··· Input ···

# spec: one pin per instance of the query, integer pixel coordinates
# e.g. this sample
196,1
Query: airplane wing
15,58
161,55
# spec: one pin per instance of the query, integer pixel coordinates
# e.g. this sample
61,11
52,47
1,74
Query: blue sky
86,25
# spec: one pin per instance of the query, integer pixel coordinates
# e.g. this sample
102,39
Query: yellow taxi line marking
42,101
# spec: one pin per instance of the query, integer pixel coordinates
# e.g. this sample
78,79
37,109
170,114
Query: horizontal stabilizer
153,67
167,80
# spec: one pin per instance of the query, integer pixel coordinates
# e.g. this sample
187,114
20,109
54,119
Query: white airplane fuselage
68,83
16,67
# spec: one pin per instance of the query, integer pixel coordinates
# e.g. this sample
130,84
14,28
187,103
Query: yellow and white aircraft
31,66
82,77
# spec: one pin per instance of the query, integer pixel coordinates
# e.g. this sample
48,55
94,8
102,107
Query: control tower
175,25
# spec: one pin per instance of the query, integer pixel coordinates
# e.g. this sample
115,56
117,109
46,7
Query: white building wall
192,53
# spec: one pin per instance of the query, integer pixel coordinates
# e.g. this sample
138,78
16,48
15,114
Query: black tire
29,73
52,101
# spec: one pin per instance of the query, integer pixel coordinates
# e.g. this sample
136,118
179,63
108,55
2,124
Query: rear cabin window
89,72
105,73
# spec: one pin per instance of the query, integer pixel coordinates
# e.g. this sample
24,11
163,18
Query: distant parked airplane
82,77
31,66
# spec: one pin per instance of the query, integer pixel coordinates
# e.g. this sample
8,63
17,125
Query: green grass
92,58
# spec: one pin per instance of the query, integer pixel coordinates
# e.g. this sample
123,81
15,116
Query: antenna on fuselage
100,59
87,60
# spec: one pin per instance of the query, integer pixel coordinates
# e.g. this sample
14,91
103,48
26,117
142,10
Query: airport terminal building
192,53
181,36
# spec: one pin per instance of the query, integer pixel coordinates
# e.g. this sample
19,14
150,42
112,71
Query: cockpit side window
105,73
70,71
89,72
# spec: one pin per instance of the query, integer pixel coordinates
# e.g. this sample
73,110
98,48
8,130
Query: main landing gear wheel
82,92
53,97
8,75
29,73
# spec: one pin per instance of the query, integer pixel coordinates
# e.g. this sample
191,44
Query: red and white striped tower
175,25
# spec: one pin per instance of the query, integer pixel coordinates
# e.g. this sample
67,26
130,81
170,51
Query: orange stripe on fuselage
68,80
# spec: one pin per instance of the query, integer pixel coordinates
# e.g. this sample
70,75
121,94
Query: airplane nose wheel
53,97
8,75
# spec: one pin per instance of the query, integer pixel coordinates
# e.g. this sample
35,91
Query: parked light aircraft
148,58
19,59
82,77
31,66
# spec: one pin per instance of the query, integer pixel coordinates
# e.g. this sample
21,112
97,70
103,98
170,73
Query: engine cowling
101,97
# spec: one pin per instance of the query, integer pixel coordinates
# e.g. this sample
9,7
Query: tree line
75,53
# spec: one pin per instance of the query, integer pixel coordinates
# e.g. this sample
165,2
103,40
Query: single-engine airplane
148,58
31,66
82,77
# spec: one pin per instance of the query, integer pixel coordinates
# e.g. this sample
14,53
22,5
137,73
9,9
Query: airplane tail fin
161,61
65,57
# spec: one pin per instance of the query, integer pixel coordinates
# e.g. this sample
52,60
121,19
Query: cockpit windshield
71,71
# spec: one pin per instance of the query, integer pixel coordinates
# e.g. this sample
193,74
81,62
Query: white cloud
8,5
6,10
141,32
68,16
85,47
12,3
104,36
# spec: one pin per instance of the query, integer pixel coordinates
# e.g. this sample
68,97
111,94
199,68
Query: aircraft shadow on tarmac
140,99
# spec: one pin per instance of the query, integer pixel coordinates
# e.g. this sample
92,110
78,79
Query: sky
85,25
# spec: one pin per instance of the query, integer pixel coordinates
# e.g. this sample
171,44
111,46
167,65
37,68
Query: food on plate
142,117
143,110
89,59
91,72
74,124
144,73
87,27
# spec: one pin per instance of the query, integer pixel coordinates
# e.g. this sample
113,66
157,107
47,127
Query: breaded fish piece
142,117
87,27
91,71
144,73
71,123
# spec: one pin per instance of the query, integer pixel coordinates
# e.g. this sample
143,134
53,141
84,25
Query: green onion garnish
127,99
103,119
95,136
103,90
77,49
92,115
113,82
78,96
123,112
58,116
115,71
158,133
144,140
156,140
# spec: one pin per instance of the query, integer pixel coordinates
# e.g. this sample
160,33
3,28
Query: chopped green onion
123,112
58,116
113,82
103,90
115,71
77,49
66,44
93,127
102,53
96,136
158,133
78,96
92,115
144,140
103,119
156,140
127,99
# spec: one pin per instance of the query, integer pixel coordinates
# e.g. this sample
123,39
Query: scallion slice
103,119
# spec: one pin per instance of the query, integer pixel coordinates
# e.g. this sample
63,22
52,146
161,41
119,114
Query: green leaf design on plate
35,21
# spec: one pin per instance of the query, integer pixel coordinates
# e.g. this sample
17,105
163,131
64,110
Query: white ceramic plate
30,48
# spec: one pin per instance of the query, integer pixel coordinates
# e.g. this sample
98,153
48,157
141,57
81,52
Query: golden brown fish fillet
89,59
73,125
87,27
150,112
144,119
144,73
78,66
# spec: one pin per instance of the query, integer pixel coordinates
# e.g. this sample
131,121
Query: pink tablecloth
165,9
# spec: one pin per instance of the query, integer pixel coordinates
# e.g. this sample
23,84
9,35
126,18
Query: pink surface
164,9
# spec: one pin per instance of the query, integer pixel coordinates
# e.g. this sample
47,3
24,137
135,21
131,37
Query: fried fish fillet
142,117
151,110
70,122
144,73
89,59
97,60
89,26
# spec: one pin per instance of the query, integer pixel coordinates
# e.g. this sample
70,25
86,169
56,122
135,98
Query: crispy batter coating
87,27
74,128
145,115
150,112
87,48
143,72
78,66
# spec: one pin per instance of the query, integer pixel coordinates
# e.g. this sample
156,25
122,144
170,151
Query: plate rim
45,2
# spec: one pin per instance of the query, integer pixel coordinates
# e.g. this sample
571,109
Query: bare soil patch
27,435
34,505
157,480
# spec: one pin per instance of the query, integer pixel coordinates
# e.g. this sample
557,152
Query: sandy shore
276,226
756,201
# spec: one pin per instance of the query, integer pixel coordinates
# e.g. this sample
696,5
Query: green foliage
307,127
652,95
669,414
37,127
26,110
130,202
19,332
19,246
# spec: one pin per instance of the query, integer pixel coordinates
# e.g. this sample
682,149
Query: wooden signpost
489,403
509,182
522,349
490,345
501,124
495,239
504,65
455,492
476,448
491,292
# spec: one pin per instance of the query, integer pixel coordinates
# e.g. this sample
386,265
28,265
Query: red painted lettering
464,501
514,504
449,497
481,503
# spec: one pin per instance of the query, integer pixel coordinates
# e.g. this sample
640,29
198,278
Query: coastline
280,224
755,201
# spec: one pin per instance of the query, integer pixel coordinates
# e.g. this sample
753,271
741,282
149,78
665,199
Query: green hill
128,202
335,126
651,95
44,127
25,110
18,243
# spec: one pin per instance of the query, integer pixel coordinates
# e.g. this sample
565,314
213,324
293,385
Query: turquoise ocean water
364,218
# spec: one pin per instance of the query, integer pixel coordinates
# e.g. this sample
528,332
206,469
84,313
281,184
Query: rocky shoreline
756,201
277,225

···

• _Task goal_:
Locate each line above that contains the word "fish" and copy all of them.

• _Response_:
Query: breaded fish piece
Query: golden brown fish fillet
Query: fried fish fillet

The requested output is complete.